• Exercise:
Search the entries below for the word "Call" and copy every line where it appears.
══════════
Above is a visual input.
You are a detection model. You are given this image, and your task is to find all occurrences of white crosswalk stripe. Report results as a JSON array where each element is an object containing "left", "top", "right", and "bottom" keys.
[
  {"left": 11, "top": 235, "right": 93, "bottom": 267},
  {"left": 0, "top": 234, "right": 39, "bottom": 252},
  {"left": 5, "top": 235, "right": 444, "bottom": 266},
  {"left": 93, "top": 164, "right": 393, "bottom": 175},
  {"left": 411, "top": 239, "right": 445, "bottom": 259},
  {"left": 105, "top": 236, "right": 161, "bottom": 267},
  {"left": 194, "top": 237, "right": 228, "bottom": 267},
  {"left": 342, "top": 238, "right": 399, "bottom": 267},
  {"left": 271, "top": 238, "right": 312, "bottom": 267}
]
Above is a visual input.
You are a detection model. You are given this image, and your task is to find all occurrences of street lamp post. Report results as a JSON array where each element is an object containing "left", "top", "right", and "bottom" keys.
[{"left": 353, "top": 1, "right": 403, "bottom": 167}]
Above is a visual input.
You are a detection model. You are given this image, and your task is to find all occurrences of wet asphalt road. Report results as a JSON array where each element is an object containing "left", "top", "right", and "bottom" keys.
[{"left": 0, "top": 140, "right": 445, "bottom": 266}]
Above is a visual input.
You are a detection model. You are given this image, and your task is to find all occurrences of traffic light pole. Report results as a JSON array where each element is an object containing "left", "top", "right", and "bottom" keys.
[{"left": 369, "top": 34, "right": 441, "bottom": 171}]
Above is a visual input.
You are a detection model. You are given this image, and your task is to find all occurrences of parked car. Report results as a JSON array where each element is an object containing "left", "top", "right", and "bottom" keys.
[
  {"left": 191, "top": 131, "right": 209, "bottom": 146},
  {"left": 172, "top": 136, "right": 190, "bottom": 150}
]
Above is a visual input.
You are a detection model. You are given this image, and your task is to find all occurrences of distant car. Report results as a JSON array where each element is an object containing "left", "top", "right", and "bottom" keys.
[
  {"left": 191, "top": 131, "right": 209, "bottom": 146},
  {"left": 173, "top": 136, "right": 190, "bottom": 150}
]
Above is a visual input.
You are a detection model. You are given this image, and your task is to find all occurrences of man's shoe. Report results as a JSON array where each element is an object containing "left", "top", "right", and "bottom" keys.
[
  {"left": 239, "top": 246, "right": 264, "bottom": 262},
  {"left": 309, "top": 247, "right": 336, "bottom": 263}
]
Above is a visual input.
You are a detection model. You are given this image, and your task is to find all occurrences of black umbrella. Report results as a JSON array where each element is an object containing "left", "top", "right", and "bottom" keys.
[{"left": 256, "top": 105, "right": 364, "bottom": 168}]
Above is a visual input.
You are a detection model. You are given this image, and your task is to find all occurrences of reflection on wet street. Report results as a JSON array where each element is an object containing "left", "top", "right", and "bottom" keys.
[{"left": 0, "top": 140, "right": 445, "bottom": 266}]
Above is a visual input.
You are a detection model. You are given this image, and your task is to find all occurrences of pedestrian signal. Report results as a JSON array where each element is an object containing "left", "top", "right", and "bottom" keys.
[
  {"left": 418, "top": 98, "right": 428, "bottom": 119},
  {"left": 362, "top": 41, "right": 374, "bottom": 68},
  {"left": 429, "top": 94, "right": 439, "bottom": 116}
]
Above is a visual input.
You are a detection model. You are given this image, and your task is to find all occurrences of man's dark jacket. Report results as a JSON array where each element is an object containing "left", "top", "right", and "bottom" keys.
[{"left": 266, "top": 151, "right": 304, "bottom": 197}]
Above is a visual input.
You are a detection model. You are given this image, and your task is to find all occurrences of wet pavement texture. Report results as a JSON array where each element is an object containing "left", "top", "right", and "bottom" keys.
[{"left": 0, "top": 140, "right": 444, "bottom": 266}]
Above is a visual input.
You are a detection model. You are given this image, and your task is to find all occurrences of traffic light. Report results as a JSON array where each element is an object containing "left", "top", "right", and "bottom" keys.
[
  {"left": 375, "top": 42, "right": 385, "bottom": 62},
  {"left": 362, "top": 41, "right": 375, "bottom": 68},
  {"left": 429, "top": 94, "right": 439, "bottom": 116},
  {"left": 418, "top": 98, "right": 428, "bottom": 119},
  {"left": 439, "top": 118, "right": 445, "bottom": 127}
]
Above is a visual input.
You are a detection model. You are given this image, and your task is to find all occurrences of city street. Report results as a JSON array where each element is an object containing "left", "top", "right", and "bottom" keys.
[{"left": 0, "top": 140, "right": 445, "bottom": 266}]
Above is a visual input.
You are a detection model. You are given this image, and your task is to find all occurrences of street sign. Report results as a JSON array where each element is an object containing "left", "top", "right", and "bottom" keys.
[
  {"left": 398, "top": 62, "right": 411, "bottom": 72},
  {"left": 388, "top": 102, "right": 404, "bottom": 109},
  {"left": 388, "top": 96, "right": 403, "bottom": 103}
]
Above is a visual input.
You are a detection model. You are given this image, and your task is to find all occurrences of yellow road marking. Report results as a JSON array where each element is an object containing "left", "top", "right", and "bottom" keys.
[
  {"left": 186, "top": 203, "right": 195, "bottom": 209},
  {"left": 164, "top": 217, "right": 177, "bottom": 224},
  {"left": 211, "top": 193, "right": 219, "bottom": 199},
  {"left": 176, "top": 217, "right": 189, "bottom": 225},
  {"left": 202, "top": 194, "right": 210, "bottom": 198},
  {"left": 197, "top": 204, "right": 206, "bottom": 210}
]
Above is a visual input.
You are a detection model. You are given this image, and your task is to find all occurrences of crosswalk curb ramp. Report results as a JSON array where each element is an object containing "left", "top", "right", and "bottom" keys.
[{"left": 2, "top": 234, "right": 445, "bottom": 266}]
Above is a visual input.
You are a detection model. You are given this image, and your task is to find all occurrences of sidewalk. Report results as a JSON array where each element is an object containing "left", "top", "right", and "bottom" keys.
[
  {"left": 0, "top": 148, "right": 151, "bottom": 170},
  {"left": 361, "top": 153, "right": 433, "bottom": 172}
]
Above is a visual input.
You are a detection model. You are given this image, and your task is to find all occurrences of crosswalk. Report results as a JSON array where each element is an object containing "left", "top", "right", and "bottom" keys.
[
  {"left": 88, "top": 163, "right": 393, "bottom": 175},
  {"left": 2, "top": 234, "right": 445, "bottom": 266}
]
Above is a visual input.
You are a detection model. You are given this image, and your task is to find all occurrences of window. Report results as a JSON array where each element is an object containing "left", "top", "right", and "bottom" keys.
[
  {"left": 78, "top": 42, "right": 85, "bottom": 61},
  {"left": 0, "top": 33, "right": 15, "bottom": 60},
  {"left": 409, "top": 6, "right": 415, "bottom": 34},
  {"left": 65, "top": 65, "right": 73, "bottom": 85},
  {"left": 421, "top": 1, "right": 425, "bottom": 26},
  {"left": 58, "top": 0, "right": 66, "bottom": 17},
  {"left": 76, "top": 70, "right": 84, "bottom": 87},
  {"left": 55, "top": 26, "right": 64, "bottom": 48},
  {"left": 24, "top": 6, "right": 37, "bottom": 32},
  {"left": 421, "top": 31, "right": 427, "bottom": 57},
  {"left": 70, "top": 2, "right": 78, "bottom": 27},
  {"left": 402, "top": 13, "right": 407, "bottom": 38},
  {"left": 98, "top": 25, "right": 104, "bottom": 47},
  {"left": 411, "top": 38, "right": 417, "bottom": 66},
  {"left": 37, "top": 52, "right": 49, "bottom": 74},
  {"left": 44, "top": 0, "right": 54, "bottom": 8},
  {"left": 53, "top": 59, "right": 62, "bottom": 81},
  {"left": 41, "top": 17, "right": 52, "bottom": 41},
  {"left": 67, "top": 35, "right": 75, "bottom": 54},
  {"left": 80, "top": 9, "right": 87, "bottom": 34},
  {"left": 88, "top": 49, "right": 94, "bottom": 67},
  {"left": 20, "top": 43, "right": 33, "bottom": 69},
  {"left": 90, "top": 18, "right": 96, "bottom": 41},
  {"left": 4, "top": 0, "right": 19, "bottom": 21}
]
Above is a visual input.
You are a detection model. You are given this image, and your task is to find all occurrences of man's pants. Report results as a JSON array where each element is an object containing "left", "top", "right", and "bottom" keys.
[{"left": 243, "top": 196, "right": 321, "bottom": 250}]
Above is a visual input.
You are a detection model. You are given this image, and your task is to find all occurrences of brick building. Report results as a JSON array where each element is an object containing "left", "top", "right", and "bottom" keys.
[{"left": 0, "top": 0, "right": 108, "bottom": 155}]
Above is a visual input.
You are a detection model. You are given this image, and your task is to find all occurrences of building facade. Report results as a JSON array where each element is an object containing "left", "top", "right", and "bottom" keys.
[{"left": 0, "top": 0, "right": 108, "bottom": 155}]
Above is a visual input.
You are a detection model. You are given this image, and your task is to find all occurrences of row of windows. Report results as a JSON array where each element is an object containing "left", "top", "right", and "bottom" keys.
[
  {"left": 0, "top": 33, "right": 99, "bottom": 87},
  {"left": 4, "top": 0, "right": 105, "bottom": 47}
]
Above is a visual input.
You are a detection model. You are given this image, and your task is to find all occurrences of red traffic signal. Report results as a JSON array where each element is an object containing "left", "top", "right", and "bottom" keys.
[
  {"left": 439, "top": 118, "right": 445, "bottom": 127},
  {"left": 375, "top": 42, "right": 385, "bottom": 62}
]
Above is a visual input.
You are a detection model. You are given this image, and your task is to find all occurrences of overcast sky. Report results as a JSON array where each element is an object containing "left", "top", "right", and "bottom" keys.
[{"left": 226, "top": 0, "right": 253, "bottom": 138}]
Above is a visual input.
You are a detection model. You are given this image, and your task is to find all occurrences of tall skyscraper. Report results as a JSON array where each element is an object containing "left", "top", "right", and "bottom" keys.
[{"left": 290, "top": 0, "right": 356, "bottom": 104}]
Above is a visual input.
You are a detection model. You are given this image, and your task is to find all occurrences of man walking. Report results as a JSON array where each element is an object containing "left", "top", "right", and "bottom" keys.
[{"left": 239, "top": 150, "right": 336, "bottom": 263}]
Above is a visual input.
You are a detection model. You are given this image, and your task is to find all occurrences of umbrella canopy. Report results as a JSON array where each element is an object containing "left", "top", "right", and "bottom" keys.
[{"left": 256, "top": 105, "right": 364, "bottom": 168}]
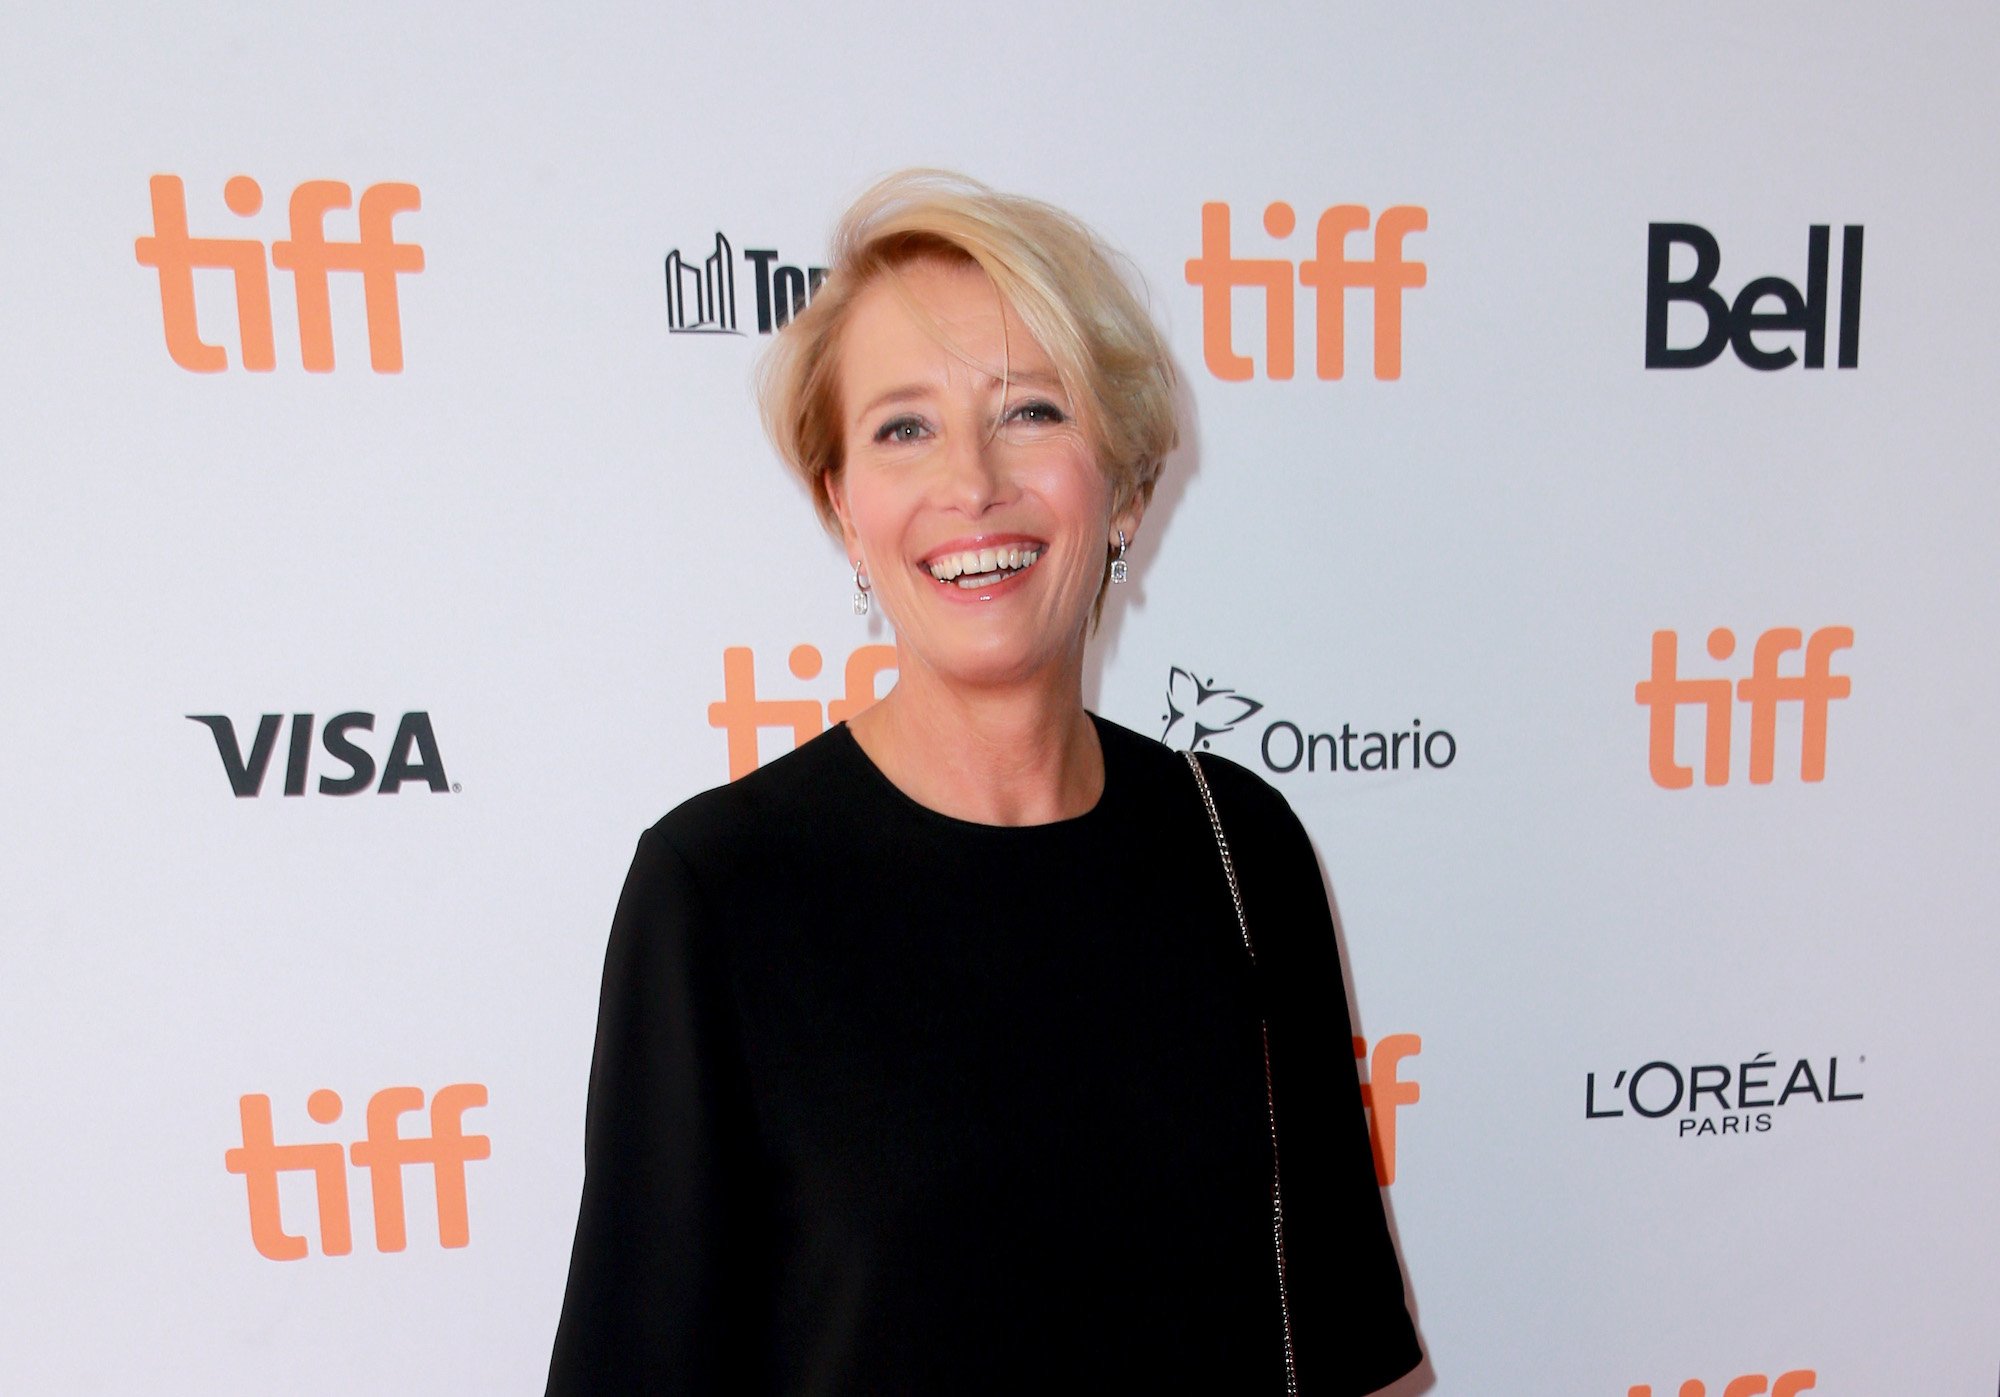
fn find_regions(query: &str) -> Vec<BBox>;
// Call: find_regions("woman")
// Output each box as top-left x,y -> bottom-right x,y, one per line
547,171 -> 1420,1395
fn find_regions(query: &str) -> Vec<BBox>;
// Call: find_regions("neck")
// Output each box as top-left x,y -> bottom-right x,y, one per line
845,654 -> 1102,826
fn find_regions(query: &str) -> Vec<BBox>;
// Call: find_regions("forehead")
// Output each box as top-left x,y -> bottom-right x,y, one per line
837,258 -> 1055,399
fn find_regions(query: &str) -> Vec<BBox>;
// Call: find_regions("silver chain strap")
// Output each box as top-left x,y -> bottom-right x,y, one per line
1184,750 -> 1299,1396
══════════
• Answer section:
// Call: find_regions("woman")
// Call: find_regions("neck")
// Call: find_regions("forehead")
// Call: find_regions("silver chain strap")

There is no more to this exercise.